* Text block:
One thing I have changed in every architecture is that PG_arch_1 is now a
per-folio bit instead of a per-page bit.  This was something that would
have to happen eventually, and it makes sense to do it now rather than
iterate over every page involved in a cache flush and figure out if it
needs to happen.

The point of all this is better performance, and Fengwei Yin has
measured improvement on x86.  I suspect you'll see improvement on
your architecture too.  Try the new will-it-scale test mentioned here:
https://lore.kernel.org/linux-mm/20230206140639.538867-5-fengwei.yin@intel.com/
You'll need to run it on an XFS filesystem and have
CONFIG_TRANSPARENT_HUGEPAGE set.

For testing, I've only run the code on x86.  If an x86->foo compiler
exists in Debian, I've built defconfig.  I'm relying on the buildbots
to tell me what I missed, and people who actually have the hardware to
tell me if it actually works.

* Given entries:
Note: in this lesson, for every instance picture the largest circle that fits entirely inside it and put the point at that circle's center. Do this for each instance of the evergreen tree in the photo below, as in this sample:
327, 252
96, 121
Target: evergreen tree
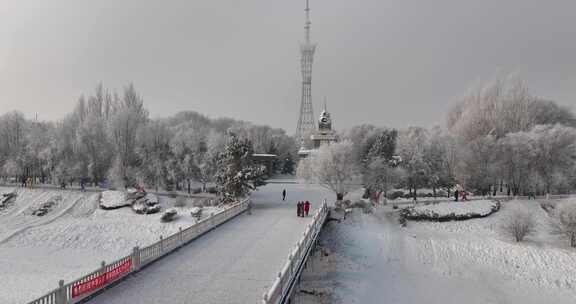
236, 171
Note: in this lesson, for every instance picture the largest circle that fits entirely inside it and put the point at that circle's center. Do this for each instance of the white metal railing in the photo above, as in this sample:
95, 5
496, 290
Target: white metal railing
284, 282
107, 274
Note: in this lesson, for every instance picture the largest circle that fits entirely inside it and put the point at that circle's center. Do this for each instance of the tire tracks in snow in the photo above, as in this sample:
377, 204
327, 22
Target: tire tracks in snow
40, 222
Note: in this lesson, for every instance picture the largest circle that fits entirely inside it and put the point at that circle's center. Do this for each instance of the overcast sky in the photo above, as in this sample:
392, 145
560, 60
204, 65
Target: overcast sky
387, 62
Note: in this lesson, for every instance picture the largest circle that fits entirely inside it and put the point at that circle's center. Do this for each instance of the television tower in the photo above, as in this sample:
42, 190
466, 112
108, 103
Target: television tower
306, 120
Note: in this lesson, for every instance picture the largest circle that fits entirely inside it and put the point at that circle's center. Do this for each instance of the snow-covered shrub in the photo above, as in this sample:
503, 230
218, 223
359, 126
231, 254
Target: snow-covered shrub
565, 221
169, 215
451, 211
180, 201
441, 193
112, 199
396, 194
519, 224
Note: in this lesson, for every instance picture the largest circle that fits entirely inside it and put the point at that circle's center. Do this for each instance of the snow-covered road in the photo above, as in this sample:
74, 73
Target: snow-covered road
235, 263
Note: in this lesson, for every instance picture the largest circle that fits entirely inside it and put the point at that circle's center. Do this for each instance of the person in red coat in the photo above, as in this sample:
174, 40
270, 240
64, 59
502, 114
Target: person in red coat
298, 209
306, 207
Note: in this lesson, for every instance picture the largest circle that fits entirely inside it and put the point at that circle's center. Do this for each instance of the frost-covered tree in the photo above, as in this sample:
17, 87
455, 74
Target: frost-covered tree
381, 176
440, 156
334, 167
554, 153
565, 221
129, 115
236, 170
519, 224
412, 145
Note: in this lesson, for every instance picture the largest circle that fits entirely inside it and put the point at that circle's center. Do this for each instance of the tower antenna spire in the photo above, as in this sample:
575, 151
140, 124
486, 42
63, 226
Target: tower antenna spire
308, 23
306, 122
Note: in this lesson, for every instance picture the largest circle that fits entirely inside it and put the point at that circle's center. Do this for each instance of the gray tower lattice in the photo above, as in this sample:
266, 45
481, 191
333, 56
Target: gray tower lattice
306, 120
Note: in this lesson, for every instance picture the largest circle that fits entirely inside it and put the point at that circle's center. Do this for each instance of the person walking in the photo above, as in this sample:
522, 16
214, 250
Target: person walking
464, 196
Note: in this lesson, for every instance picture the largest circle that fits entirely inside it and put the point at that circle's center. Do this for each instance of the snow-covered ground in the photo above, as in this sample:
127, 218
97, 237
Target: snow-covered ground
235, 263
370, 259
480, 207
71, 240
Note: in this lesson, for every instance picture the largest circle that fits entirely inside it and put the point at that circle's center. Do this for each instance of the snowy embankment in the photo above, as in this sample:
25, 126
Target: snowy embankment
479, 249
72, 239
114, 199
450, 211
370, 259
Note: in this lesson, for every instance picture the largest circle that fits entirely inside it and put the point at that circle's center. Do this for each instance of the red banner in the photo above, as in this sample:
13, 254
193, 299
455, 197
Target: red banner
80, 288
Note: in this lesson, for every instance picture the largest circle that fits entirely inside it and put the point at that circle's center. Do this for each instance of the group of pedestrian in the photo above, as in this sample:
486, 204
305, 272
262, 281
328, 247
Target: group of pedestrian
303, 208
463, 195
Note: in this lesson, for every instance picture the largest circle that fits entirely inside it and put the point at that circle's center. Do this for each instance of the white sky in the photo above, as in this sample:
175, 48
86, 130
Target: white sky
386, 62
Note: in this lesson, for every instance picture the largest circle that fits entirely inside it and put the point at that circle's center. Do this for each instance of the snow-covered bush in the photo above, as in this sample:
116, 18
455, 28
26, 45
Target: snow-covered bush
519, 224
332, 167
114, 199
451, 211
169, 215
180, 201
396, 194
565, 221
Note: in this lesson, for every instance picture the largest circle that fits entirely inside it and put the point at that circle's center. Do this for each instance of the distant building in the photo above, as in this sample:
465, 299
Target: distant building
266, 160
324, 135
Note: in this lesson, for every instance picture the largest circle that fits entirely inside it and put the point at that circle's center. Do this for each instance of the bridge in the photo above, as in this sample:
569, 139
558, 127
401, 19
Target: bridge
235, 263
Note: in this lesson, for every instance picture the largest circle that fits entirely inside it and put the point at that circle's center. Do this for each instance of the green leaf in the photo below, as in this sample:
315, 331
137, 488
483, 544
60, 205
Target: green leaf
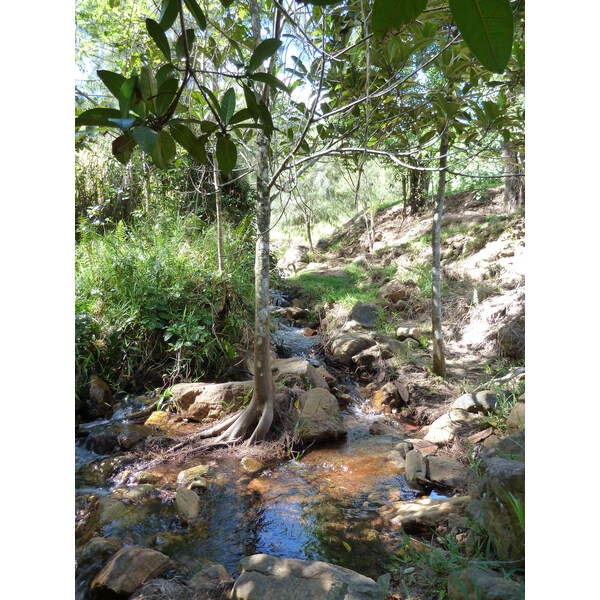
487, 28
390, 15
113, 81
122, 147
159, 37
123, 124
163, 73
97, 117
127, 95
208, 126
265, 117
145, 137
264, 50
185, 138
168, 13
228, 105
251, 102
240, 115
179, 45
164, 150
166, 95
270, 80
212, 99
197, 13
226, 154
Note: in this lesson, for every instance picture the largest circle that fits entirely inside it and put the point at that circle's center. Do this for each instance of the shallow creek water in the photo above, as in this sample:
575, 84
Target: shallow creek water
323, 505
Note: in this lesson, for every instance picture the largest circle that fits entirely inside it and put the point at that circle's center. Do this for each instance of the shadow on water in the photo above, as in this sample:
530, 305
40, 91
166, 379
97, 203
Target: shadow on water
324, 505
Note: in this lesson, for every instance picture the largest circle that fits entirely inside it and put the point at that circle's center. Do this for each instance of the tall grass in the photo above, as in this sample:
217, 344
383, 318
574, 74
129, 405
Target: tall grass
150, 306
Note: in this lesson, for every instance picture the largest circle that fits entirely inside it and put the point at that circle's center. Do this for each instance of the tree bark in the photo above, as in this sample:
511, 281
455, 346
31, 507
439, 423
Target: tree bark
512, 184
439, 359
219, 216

* Aim of the exercise:
Reproduce the entire message about making PG_arch_1 a per-folio bit, word for word.

* Finished exercise:
One thing I have changed in every architecture is that PG_arch_1 is now a
per-folio bit instead of a per-page bit.  This was something that would
have to happen eventually, and it makes sense to do it now rather than
iterate over every page involved in a cache flush and figure out if it
needs to happen.

The point of all this is better performance, and Fengwei Yin has
measured improvement on x86.  I suspect you'll see improvement on
your architecture too.  Try the new will-it-scale test mentioned here:
https://lore.kernel.org/linux-mm/20230206140639.538867-5-fengwei.yin@intel.com/
You'll need to run it on an XFS filesystem and have
CONFIG_TRANSPARENT_HUGEPAGE set.

For testing, I've only run the code on x86.  If an x86->foo compiler
exists in Debian, I've built defconfig.  I'm relying on the buildbots
to tell me what I missed, and people who actually have the hardware to
tell me if it actually works.